------ TASK MATERIAL ------
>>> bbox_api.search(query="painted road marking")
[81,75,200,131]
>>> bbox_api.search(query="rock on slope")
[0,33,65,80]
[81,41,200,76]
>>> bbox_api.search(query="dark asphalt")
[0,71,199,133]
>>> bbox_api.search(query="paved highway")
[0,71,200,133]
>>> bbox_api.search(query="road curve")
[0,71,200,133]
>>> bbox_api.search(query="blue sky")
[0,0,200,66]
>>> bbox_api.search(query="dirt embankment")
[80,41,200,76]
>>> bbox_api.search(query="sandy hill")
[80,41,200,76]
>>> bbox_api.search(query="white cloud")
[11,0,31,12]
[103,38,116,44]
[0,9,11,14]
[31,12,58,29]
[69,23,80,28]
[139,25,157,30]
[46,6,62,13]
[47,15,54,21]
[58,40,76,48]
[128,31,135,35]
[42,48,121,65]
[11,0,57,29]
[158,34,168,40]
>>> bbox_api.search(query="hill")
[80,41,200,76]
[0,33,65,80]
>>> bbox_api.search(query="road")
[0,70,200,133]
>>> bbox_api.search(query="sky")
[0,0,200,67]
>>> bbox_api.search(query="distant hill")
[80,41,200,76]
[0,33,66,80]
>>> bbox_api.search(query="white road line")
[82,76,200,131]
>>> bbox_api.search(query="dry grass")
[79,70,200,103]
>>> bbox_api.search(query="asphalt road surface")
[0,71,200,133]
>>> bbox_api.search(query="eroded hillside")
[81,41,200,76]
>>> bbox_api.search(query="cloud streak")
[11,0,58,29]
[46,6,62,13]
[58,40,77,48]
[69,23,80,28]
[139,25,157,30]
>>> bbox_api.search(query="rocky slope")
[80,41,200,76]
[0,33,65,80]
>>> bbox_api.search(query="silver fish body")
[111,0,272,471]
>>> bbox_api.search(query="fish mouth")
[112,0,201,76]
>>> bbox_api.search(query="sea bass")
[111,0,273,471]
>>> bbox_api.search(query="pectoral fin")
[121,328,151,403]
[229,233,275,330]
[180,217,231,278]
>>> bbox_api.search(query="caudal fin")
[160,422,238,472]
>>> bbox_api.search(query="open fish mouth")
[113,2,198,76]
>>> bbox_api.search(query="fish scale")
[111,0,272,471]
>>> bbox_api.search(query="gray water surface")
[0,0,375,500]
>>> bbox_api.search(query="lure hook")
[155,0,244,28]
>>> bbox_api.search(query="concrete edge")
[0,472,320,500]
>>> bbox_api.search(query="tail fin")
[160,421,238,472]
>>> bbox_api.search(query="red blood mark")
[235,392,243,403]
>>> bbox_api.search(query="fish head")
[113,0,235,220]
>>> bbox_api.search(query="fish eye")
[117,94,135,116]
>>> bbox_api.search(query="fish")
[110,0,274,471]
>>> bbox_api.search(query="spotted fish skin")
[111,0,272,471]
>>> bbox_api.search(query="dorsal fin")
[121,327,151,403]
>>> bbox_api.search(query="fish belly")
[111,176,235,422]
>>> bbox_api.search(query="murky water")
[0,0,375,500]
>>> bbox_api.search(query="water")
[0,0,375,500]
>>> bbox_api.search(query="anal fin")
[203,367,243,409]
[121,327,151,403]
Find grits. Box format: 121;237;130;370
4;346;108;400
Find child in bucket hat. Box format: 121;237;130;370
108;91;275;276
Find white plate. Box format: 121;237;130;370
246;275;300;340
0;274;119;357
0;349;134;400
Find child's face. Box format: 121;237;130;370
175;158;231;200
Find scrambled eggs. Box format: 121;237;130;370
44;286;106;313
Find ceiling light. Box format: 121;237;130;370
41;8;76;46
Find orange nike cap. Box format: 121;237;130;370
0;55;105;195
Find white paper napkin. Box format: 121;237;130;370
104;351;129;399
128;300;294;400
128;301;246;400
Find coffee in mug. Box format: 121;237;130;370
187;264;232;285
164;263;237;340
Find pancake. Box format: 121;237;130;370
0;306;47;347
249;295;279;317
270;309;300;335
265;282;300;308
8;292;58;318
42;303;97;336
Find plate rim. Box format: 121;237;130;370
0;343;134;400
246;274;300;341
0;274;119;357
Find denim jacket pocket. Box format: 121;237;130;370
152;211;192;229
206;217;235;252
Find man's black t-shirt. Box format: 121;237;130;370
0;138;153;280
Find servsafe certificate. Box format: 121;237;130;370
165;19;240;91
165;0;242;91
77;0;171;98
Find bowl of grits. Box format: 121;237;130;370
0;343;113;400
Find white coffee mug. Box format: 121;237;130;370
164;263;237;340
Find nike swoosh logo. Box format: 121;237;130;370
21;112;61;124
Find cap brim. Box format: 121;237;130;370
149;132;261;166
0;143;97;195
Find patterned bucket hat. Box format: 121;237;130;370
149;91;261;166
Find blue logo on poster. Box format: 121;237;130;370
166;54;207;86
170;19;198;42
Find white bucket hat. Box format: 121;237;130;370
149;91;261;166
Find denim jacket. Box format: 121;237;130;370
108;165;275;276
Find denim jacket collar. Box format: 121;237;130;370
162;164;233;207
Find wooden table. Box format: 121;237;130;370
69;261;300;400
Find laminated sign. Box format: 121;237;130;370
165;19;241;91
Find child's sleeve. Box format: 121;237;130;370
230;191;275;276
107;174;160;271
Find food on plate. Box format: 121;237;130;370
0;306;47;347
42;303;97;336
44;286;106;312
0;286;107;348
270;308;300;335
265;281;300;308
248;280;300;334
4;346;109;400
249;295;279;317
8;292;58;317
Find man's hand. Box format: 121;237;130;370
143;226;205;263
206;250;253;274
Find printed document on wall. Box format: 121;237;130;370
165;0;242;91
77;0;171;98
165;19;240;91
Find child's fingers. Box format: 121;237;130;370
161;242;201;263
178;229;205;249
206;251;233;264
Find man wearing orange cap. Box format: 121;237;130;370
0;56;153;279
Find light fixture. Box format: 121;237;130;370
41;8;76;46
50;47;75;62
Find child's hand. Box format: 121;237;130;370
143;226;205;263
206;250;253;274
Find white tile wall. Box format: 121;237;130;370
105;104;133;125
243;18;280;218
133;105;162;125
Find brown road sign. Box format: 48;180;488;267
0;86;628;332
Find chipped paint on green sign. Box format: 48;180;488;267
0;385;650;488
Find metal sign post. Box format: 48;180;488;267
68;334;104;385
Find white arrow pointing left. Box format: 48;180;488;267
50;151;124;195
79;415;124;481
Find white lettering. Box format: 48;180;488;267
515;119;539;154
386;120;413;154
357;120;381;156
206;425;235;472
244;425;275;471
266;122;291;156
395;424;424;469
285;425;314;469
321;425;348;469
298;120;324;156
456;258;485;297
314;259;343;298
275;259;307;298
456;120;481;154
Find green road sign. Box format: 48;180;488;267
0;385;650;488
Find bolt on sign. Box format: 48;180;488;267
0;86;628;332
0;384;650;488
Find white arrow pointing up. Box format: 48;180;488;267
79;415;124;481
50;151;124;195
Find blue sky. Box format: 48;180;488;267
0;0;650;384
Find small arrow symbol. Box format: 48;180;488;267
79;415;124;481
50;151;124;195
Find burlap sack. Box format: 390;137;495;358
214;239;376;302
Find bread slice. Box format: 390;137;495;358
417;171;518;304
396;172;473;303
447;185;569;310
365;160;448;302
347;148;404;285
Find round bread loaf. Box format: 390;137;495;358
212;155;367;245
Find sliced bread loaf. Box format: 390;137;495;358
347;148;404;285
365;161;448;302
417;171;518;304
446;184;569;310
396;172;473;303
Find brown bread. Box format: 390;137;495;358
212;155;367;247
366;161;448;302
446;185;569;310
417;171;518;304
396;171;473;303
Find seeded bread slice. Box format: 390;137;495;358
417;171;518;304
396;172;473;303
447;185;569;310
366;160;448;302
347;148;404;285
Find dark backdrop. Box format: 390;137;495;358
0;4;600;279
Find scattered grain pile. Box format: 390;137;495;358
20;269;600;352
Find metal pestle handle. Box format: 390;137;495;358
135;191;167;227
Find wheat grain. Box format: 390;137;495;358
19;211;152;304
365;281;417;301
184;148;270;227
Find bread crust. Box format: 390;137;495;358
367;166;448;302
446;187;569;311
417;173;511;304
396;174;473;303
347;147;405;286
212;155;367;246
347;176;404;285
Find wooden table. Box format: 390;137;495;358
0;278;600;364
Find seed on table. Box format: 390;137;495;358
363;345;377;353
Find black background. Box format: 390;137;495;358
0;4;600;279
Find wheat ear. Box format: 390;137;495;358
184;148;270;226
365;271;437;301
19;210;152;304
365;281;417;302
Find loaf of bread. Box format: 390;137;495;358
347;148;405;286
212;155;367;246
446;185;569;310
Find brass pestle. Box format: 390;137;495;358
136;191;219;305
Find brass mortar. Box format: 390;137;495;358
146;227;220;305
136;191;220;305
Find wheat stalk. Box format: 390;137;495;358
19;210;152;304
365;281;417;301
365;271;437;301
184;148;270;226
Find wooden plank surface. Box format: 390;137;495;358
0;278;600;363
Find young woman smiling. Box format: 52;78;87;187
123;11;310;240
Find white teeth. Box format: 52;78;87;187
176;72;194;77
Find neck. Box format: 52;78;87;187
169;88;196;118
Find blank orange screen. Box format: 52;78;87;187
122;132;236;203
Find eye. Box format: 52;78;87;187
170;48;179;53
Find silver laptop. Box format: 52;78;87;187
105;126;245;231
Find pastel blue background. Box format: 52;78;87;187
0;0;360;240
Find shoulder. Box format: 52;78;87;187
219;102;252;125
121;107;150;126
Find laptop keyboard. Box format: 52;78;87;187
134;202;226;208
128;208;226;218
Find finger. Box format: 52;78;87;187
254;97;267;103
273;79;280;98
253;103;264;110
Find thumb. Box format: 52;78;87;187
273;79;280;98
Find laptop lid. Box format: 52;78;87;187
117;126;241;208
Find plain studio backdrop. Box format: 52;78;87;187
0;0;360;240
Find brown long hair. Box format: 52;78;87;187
------
__STATED PROBLEM__.
Reproduce the records unchanged, beginning at the line that contains "Find coffee in" and stopping after the line that contains "206;217;235;252".

__TASK ANSWER__.
Find coffee in mug. Box format: 121;237;130;370
187;264;232;285
164;263;237;340
Find pancake. Box format: 121;237;130;370
0;306;47;347
249;295;279;317
270;309;300;335
265;282;300;308
8;292;58;318
42;303;97;336
Find plate rim. Box format: 121;237;130;370
0;343;134;400
246;274;300;341
0;274;119;357
Find denim jacket pocket. Box format: 121;237;130;370
152;211;192;229
206;217;235;252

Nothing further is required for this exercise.